[Point-per-instance localization data]
*** Begin section ***

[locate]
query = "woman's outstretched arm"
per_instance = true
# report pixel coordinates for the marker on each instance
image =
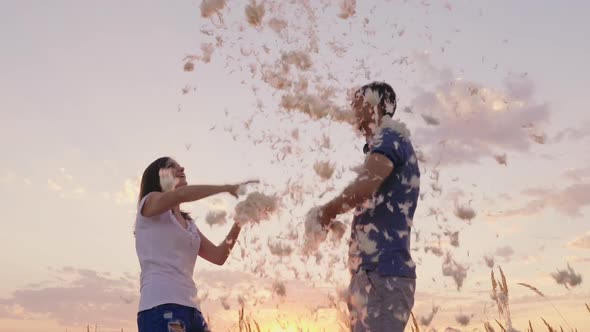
(159, 202)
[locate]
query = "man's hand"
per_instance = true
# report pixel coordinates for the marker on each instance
(326, 216)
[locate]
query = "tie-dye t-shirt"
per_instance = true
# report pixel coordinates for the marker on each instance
(380, 238)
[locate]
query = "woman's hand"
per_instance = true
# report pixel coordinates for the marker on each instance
(239, 189)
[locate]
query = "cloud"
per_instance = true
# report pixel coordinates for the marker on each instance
(76, 297)
(129, 192)
(475, 121)
(569, 200)
(581, 242)
(573, 134)
(578, 174)
(54, 186)
(505, 252)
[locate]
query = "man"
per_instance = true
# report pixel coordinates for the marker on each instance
(384, 195)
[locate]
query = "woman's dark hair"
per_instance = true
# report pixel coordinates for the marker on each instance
(386, 93)
(150, 180)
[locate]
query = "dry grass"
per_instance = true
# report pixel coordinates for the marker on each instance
(246, 324)
(500, 294)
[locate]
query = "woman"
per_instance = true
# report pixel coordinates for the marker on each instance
(167, 242)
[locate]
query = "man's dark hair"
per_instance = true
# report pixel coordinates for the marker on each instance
(386, 95)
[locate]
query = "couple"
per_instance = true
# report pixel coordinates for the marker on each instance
(384, 196)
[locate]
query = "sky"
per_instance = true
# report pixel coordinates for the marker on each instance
(92, 92)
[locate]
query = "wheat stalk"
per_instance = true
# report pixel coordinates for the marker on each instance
(548, 326)
(502, 327)
(488, 327)
(415, 322)
(536, 290)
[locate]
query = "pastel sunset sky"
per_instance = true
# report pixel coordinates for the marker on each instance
(494, 93)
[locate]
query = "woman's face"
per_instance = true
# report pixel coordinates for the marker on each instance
(177, 171)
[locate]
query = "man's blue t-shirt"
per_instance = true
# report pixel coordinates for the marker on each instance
(380, 238)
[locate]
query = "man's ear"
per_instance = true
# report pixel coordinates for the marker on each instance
(378, 166)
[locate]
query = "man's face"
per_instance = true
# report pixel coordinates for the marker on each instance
(364, 116)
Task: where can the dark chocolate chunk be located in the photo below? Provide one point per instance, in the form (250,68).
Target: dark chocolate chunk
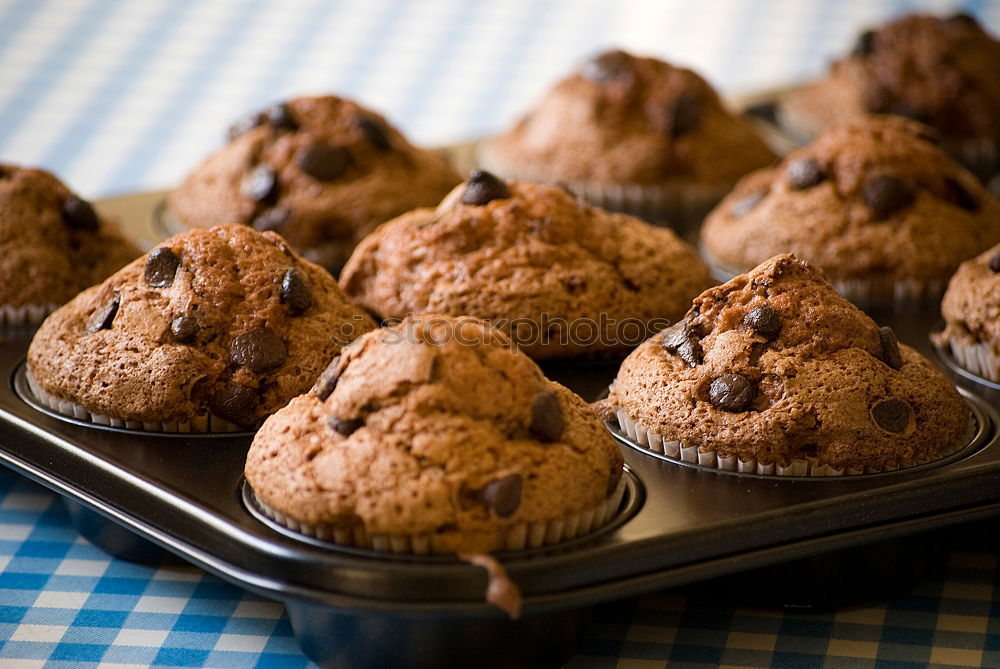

*** End section ***

REQUIREMENT → Each entry above must be duplicated precisely; none of the pictures may be included.

TASK SOLUTION →
[locate]
query = "woman's outstretched arm"
per_instance = true
# report pixel coordinates for the marker on each instance
image =
(159, 202)
[locate]
query = "man's hand"
per_instance = true
# report pixel coordinates for the marker on each instance
(326, 216)
[locate]
query = "tie-dye t-shirt"
per_instance = true
# report pixel coordinates for the marker on each instance
(380, 238)
[locate]
query = "woman's hand"
per_instance = true
# report pixel coordinates for the marker on each instance
(239, 189)
[locate]
query = "cloud"
per_instance = true
# report pixel coordinates for the marker on each instance
(76, 297)
(129, 192)
(475, 121)
(569, 200)
(581, 242)
(573, 134)
(578, 174)
(54, 186)
(505, 252)
[locate]
query = "man"
per_instance = true
# report pixel coordinates for the marker on each instance
(384, 195)
[locate]
query = "woman's dark hair"
per_instance = true
# report pixel coordinates for the marker on each instance
(386, 93)
(150, 180)
[locate]
query = "dry grass"
per_instance = true
# report pixel coordinates for the marker on each instance
(246, 324)
(500, 294)
[locate]
query = "woman"
per_instance = true
# report pixel coordinates for the marker on each instance
(167, 242)
[locate]
query = "man's dark hair"
per_instance = true
# report pixel coordinates for the marker on each instance
(386, 95)
[locate]
query = "couple"
per_instance = true
# report pixel coordinates for the marker on each instance
(384, 196)
[locate]
query = "sky"
per_instance = true
# report pixel coordinates for the marker on each instance
(92, 92)
[locate]
query = "wheat stalk"
per_instance = true
# report pixel coordinates for the marker on each instance
(548, 326)
(502, 327)
(488, 327)
(415, 322)
(536, 290)
[locate]
query = "pastel sunset sky"
per_instance = true
# report pixel coordinates for the marker on each instance
(494, 93)
[locate]
query = "woman's face"
per_instance = true
# report pixel coordinates for the marker on each instance
(177, 171)
[locate]
query = "man's blue t-shirt"
per_instance = true
# report pixel coordinates for the marker on each instance
(380, 238)
[locate]
query = "man's ear"
per_instance = true
# report pixel coordinates for the marker on each instance
(378, 166)
[locate]
query = "man's face"
per_instance = true
# report pixel coordinates for the marker on each instance
(364, 116)
Task: where can the dark chocolate chunk be located in the photo below? Provide one point per instance, in the form (250,68).
Target: dark chocolate chunk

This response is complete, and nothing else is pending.